WHAT THIS TASK INVOLVES:
Print the records below exactly as they appear.

Object pointing dataset rows
···
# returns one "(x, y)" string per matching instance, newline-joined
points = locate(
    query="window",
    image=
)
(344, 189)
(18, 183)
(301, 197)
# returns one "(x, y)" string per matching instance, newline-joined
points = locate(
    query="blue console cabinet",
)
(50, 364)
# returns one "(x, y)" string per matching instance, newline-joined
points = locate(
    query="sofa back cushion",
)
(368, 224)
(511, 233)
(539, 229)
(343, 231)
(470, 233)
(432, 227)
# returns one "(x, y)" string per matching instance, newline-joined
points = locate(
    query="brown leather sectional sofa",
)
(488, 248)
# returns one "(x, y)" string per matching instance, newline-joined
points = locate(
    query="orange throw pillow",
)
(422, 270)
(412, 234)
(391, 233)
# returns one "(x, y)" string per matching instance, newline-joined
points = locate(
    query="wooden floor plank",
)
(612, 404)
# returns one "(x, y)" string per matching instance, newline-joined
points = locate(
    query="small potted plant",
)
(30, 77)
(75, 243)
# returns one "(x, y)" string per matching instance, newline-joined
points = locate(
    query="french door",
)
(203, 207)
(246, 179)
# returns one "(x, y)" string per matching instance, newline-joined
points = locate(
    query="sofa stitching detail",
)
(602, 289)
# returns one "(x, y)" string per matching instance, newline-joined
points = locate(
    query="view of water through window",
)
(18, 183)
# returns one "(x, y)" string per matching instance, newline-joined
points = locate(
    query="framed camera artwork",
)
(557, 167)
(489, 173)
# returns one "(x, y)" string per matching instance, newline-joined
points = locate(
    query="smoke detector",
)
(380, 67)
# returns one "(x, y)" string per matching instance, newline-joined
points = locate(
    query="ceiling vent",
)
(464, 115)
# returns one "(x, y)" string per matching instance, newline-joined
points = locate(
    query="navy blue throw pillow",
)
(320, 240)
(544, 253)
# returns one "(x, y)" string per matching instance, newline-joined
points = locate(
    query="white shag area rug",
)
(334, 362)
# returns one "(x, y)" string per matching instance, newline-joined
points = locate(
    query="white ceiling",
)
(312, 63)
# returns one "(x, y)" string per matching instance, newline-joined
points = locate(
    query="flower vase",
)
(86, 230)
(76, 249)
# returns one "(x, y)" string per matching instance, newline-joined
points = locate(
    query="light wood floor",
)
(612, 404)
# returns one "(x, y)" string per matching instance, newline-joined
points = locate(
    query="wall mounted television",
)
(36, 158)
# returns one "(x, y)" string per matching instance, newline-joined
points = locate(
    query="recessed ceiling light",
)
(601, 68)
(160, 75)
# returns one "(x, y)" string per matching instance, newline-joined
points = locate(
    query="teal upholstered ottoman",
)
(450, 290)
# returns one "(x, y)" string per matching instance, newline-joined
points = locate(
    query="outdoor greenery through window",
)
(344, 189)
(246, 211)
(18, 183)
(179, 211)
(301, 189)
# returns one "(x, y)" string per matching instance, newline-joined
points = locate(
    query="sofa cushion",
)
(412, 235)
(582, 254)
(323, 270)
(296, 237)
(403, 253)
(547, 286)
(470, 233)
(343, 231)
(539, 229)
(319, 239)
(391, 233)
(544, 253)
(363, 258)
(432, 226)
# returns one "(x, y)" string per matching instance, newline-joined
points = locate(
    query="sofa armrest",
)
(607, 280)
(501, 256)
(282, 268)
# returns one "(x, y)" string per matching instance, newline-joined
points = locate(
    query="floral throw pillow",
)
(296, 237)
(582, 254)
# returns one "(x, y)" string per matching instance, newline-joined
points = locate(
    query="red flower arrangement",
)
···
PROBLEM SOLUTION:
# returns one "(x, y)" string per matching instance, newline-joined
points = locate(
    query="window",
    image=
)
(344, 189)
(18, 183)
(301, 197)
# returns one "(x, y)" string per matching instance, newline-joined
points = locate(
    query="blue console cabinet",
)
(50, 364)
# returns one "(x, y)" string per matching instance, newline-joined
points = locate(
    query="sofa back cushion",
)
(368, 224)
(511, 233)
(539, 229)
(343, 231)
(470, 233)
(432, 227)
# returns one "(x, y)" string per matching instance, newline-joined
points = locate(
    query="brown leather sectional sofa",
)
(488, 248)
# returns one "(x, y)" string per matching instance, newline-joined
points = locate(
    query="orange throw pillow",
)
(422, 270)
(412, 234)
(391, 233)
# returns one "(x, y)" string per matching instance, newline-joined
points = locate(
    query="wooden floor plank",
)
(612, 404)
# returns one "(x, y)" string per matching instance, newline-joined
points = locate(
    query="small potted plant",
)
(30, 77)
(75, 243)
# returns one "(x, y)" string per matching instance, newline-joined
points = locate(
    query="french door",
)
(203, 207)
(246, 179)
# returns one "(x, y)" string per matching instance, newline-joined
points = locate(
    query="sofa stitching detail",
)
(602, 289)
# returns one "(x, y)" string per matching instance, newline-joined
points = locate(
    query="view of water through window",
)
(18, 183)
# returns one "(x, y)" string per matching instance, newline-joined
points = locate(
    query="framed camera artwork",
)
(557, 167)
(489, 173)
# returns one "(x, y)" string per matching instance, newline-joined
points = locate(
    query="smoke detector",
)
(380, 67)
# returns one "(x, y)" string per matching instance, newline-joined
points = locate(
    query="ceiling vent",
)
(464, 115)
# returns one "(x, y)" string per matching instance, newline-joined
points = locate(
    query="navy blue throw pillow",
)
(320, 240)
(544, 253)
# returns one "(x, y)" string per matching instance, newline-joined
points = locate(
    query="white shag area rug",
)
(334, 362)
# returns one "(x, y)" string per matching instance, newline-joined
points = locate(
    query="white ceiling",
)
(312, 63)
# returns one "(x, y)" string per matching instance, newline-joined
points = locate(
    query="flower vase",
)
(86, 230)
(76, 249)
# returns one "(x, y)" string per matching instance, newline-joined
points = locate(
    query="light wood floor",
)
(612, 404)
# returns one "(x, y)" string per matching instance, newline-joined
points = locate(
    query="wall mounted television",
)
(36, 158)
# returns one "(x, y)" string per matching instance, newline-joined
points = locate(
    query="recessed ceiling light",
)
(601, 68)
(160, 75)
# returns one "(x, y)" string per matching instance, newline-joined
points = locate(
    query="teal upholstered ottoman",
)
(450, 290)
# returns one "(x, y)" string per matching instance, newline-joined
points = locate(
    query="outdoor greenery through window",
)
(344, 189)
(246, 211)
(18, 183)
(179, 211)
(301, 189)
# returns one "(x, y)" string per matching instance, newline-joined
points = locate(
    query="sofa cushion",
)
(412, 235)
(582, 254)
(323, 270)
(296, 237)
(403, 253)
(547, 286)
(470, 233)
(343, 231)
(539, 229)
(319, 239)
(391, 233)
(544, 253)
(363, 258)
(432, 226)
# returns one "(x, y)" string per matching instance, newline-joined
points = locate(
    query="sofa armrest",
)
(607, 280)
(501, 256)
(282, 268)
# returns one "(x, y)" string per matching instance, newline-joined
points = locate(
    query="floral throw pillow",
)
(296, 237)
(582, 254)
# returns one "(x, y)" string per matching instance, newline-joined
points = locate(
    query="red flower arrangement",
)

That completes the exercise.